++++ GIVEN PASSAGE

Here are the top ten Leafs forwards Chara matched up against this season, sorted by time-on-ice:
  • Phil Kessel: 32:36
  • Tyler Bozak: 31:24
  • James van Riemsdyk: 31:04
  • Nik Kulemin: 22:14
  • Jay McClement: 20:08
  • Mikhail Grabovski: 18:03
  • Nazem Kadri: 13:01
  • Clarke MacArthur: 11:28
  • Ryan Hamilton: 6:49
  • Frazer McLaren: 5:39
Again, it’s almost exclusively the top line that see a lot of Chara, although Randy Carlyle’s checking line ended up on the ice against him a bunch, more than the Kadri line would have.
Petrelli notes that Kadri or Lupul are going to have to go off this series for the Leafs to have anything close to a fighting chance and I predict he’s right. Boston’s biggest weakness (and I’ll get into it more with my series preview tomorrow) is that they lack defensive depth, which is all the more reason for Julien to match his best defenceman up as much as he can against Toronto’s best forward, who is Phil Kessel by virtually every available measure.

++++++++
++++ SUPPLIED INFORMATION

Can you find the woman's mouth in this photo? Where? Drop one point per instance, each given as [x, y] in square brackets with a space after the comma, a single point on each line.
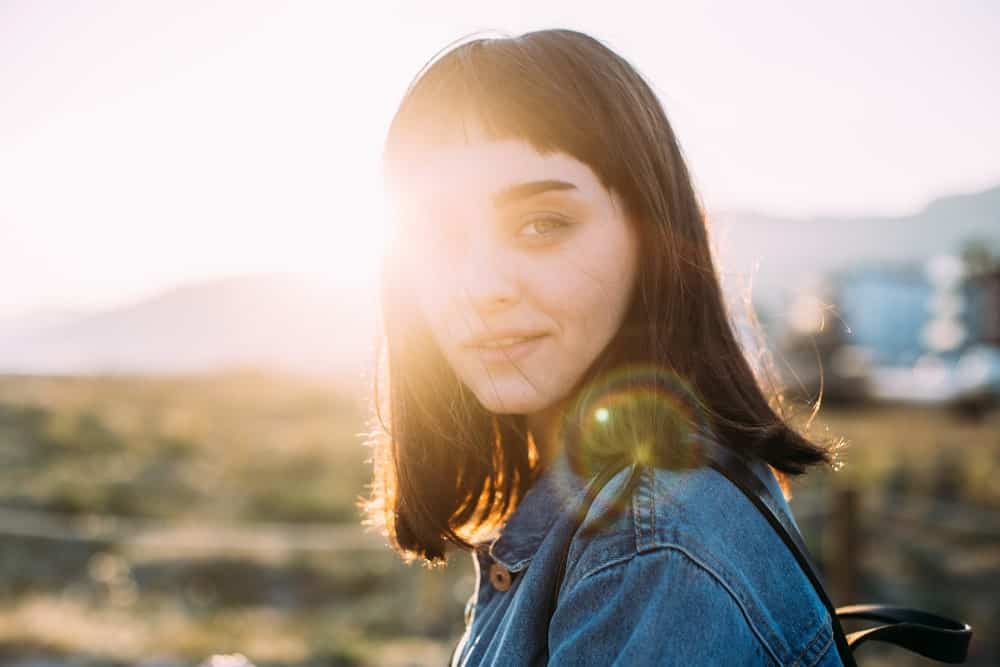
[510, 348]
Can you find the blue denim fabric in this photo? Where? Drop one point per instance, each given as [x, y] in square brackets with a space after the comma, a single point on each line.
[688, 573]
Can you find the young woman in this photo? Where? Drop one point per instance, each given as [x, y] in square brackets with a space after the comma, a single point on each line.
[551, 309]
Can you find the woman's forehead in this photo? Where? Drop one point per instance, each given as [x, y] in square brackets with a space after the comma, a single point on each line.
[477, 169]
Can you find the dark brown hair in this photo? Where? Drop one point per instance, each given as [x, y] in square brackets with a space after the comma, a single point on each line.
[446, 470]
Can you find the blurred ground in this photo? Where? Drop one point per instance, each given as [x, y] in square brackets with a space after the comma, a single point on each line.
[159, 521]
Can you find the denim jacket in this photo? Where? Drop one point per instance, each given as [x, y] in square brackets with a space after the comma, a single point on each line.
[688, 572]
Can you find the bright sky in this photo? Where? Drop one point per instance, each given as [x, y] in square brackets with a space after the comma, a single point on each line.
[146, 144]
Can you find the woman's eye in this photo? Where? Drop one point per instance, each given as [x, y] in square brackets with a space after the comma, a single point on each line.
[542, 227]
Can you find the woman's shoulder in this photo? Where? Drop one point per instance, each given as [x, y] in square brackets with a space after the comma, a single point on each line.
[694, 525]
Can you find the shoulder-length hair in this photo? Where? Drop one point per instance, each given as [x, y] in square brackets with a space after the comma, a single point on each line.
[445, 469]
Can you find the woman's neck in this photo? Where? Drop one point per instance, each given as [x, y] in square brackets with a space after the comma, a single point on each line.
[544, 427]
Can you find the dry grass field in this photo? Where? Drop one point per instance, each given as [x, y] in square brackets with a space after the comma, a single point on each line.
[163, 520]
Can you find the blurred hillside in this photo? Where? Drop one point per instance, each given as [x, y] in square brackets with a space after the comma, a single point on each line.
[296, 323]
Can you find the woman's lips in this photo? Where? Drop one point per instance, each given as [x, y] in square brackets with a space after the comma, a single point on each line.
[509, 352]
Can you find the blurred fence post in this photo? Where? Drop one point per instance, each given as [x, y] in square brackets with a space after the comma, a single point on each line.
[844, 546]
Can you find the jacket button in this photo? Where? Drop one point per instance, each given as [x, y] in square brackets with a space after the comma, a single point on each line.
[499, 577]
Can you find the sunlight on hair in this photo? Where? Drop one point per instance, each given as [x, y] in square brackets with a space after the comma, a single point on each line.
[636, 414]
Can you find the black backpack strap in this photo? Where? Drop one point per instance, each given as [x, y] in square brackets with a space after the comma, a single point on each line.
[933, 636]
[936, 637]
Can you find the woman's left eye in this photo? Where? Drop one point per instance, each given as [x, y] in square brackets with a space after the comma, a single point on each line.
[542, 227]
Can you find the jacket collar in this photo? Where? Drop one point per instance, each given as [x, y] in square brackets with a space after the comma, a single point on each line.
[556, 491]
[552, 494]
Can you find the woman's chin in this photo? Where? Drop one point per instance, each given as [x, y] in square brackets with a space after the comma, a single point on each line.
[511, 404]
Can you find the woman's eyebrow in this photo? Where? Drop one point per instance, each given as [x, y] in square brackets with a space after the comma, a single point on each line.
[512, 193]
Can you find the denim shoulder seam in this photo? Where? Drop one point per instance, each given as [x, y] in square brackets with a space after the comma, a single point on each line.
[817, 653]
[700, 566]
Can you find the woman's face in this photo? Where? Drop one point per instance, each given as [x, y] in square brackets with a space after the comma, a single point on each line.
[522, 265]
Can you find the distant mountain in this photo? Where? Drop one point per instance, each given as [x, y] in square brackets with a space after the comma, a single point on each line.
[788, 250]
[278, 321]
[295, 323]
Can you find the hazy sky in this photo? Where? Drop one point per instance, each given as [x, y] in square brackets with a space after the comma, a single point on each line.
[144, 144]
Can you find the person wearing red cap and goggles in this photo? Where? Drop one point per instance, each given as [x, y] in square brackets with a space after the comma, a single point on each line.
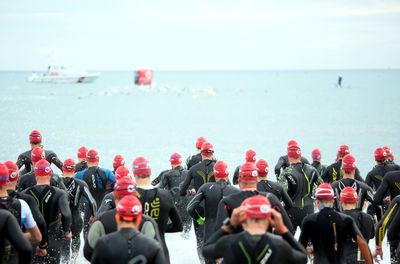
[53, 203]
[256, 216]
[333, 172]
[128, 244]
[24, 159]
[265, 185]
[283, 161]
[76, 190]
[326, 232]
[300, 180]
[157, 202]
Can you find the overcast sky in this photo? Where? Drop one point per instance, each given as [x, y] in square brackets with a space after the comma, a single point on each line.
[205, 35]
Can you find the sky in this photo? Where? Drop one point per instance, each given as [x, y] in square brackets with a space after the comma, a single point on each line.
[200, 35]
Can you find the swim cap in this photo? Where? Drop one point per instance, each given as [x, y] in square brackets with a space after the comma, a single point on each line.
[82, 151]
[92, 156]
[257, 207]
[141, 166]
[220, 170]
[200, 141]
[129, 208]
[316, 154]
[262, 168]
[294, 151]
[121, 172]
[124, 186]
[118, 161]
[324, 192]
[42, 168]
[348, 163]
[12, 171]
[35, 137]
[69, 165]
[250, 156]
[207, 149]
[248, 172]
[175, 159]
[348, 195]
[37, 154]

++++++++

* **EXERCISE REQUIREMENTS**
- A) In the passage on Chara's matchups against Leafs forwards, why does the writer say Julien has all the more reason to put his best defenceman up against Phil Kessel? Answer in one to three sentences.
- B) Carry on the passage on Chara's matchups against Leafs forwards from the point where it stops.

* **ANSWER SET**
- A) Boston's biggest weakness is that the team lacks defensive depth, so it needs its best defenceman, Chara, on the ice against Toronto's most dangerous player. Phil Kessel is that player, since he is Toronto's best forward by virtually every available measure.

- B)
But to look at Kessel’s first 22 games against the Bruins and expect to find a common trend? I should note that after Kessel’s first 22 games this season he had 4 goals, 81 shots and a 5.0% shooting rate. 22 games against the Bruins? 3 goals, 71 shots and a 4.2% shooting rate.
We know what happened in the second part of the year to Kessel. The worry is that the Bruins, unlike the rest of the league, have seemingly found a way to shut down his playmaking ability. A tall order, no doubt.